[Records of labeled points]
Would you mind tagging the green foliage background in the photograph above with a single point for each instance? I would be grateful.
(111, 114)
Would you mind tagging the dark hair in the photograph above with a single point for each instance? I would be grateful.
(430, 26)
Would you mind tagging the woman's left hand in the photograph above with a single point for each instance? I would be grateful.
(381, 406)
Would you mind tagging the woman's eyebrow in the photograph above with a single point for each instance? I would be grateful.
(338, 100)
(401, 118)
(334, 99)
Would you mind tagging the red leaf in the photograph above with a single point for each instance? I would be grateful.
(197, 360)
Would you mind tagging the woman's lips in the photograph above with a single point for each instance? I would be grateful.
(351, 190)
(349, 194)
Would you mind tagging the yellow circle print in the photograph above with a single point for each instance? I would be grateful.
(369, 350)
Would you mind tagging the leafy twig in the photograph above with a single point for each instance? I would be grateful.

Short task:
Everything from the line containing "Would you mind tagging the red" through the final line of the listing, inclusive, must be reproduced exactly; leave out the rest.

Task response:
Would you mind tagging the red leaf in the photograph above with a single point for each instance? I would be grateful.
(197, 360)
Would you mind tagging the woman's lips in the photograph above with a single point for each instance? I would be grateful.
(351, 190)
(349, 194)
Would you mind tagging the yellow circle print in the photograph above with a single point for each instance? I would be grateful.
(369, 350)
Would you mind tagging the leafy twig in the photograph above with a single point for each instance? I would be grateful.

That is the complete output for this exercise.